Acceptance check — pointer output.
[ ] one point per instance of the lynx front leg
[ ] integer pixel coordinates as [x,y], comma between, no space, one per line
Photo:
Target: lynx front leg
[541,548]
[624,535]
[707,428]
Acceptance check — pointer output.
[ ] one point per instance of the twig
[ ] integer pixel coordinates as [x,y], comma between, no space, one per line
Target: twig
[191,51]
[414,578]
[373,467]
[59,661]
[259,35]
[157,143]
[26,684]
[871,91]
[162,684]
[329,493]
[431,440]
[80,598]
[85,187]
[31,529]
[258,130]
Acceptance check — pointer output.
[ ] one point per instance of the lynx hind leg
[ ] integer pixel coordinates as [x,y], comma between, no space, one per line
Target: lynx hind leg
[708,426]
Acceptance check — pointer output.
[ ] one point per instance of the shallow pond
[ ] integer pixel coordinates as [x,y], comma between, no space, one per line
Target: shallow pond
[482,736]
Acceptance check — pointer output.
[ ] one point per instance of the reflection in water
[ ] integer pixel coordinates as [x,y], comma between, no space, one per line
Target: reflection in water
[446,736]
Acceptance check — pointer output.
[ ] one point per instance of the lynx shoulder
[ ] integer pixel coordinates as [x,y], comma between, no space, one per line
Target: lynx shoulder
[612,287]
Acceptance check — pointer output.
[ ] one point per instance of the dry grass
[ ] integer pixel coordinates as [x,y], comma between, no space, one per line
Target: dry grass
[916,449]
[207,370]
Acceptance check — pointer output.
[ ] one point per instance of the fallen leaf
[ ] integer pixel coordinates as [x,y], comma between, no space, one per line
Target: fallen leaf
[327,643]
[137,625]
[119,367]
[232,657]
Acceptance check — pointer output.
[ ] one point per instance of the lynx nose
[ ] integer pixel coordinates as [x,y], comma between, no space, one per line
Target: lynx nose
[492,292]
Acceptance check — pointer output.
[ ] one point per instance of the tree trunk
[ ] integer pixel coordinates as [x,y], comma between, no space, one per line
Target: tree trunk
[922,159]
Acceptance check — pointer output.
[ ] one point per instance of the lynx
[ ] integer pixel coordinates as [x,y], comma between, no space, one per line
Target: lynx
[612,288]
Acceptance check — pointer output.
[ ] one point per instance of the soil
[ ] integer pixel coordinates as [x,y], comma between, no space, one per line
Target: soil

__________

**EXERCISE**
Extract every line of the material above that contains the string "tree". Matching is case-sensitive.

**EXERCISE RESULT**
[ ] one point per instance of the tree trunk
Target: tree trunk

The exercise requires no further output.